▶ **GOAL OF THE EXERCISE**
The entries that follow should be written out exactly.

▶ **PROVIDED DATA**
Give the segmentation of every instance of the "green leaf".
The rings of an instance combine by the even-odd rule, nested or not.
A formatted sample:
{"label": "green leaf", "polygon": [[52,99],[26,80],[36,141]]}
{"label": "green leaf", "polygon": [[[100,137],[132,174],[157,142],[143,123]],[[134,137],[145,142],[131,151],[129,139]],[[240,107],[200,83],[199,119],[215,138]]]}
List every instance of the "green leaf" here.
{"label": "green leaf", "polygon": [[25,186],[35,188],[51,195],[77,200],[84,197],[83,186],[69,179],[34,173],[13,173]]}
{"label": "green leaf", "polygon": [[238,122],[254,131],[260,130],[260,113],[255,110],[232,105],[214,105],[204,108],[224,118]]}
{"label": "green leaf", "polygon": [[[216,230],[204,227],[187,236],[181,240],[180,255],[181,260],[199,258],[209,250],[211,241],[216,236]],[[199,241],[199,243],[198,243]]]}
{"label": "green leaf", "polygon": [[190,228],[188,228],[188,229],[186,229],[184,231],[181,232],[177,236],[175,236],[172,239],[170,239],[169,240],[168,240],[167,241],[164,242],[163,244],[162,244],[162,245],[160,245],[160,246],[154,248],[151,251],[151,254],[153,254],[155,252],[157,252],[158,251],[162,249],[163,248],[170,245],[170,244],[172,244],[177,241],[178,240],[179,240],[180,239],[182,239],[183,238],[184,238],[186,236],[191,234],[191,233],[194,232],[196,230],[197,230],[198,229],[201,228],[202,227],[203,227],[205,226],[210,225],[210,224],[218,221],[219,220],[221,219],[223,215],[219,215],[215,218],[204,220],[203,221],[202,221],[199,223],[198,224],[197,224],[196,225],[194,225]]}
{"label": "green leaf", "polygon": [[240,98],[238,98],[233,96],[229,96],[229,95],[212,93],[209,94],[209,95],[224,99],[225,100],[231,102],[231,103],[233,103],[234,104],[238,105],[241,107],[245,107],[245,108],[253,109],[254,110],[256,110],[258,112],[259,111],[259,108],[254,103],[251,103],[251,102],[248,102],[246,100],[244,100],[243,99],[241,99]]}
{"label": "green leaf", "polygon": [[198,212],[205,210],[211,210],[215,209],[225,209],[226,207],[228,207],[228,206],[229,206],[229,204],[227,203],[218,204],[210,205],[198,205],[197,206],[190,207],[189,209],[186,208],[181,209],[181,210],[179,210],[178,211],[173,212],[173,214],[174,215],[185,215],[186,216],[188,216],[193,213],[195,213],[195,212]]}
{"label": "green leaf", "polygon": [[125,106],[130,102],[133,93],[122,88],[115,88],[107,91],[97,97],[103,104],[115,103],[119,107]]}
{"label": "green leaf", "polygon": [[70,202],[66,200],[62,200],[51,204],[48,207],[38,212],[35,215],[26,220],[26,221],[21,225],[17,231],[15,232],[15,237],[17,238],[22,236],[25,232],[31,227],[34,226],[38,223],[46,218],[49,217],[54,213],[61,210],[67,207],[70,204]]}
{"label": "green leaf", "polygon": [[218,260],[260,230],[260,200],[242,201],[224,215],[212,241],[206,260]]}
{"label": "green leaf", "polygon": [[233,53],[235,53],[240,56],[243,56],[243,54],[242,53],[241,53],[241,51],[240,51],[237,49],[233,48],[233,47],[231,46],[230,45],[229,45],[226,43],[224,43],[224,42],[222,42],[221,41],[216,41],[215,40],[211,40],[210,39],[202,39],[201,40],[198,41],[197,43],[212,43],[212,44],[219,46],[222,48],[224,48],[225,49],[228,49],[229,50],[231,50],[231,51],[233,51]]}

▶ **RESULT OF THIS TASK**
Give the segmentation of every instance of the "green leaf".
The rings of an instance combine by the even-odd rule, nested or not.
A formatted sample:
{"label": "green leaf", "polygon": [[52,99],[26,80],[36,141]]}
{"label": "green leaf", "polygon": [[[100,137],[132,174],[157,142],[143,123]],[[134,137],[145,142],[131,151],[129,139]],[[240,107],[200,83],[199,119],[215,138]]]}
List every instance of the "green leaf" here.
{"label": "green leaf", "polygon": [[25,186],[35,188],[51,195],[77,200],[84,197],[83,186],[69,179],[34,173],[13,173]]}
{"label": "green leaf", "polygon": [[238,122],[254,131],[260,130],[260,113],[255,110],[232,105],[214,105],[204,108],[224,118]]}
{"label": "green leaf", "polygon": [[[216,230],[204,227],[187,236],[181,240],[180,255],[181,260],[199,258],[209,250],[211,241],[216,236]],[[199,241],[199,243],[198,243]]]}
{"label": "green leaf", "polygon": [[190,228],[188,228],[188,229],[186,229],[184,231],[181,232],[177,236],[175,236],[172,239],[170,239],[169,240],[168,240],[167,241],[164,242],[163,244],[162,244],[162,245],[160,245],[160,246],[154,248],[151,251],[151,254],[153,254],[155,252],[157,252],[158,251],[162,249],[163,248],[170,245],[170,244],[172,244],[177,241],[178,240],[179,240],[180,239],[182,239],[183,238],[184,238],[186,236],[191,234],[191,233],[194,232],[196,230],[197,230],[198,229],[201,228],[202,227],[203,227],[205,226],[210,225],[210,224],[218,221],[219,220],[221,219],[223,215],[219,215],[215,218],[204,220],[203,221],[202,221],[199,223],[198,224],[197,224],[196,225],[194,225]]}
{"label": "green leaf", "polygon": [[240,98],[238,98],[233,96],[229,96],[229,95],[212,93],[209,94],[209,95],[224,99],[225,100],[231,102],[231,103],[233,103],[234,104],[238,105],[241,107],[245,107],[245,108],[253,109],[254,110],[256,110],[258,112],[259,111],[259,108],[254,103],[251,103],[251,102],[248,102],[246,100],[244,100],[243,99],[241,99]]}
{"label": "green leaf", "polygon": [[198,212],[205,210],[211,210],[215,209],[225,209],[226,207],[228,207],[228,206],[229,206],[229,204],[227,203],[218,204],[210,205],[198,205],[197,206],[190,207],[189,209],[186,208],[181,209],[181,210],[179,210],[178,211],[173,212],[173,214],[174,215],[185,215],[186,216],[188,216],[193,213],[195,213],[195,212]]}
{"label": "green leaf", "polygon": [[125,106],[130,102],[133,93],[122,88],[115,88],[107,91],[97,97],[103,104],[115,103],[119,107]]}
{"label": "green leaf", "polygon": [[70,202],[66,200],[62,200],[51,204],[48,207],[38,212],[35,215],[26,220],[26,221],[21,225],[17,231],[15,232],[15,237],[17,238],[22,236],[25,232],[31,227],[34,226],[38,223],[46,218],[49,217],[54,213],[61,210],[67,207],[70,204]]}
{"label": "green leaf", "polygon": [[218,260],[260,230],[260,200],[242,201],[224,215],[212,241],[206,260]]}
{"label": "green leaf", "polygon": [[233,53],[235,53],[240,56],[243,56],[243,54],[242,53],[241,53],[241,51],[240,51],[237,49],[233,48],[233,47],[231,46],[230,45],[229,45],[226,43],[224,43],[224,42],[222,42],[221,41],[216,41],[215,40],[211,40],[210,39],[202,39],[201,40],[198,41],[197,43],[212,43],[212,44],[219,46],[222,48],[224,48],[225,49],[228,49],[229,50],[231,50],[231,51],[233,51]]}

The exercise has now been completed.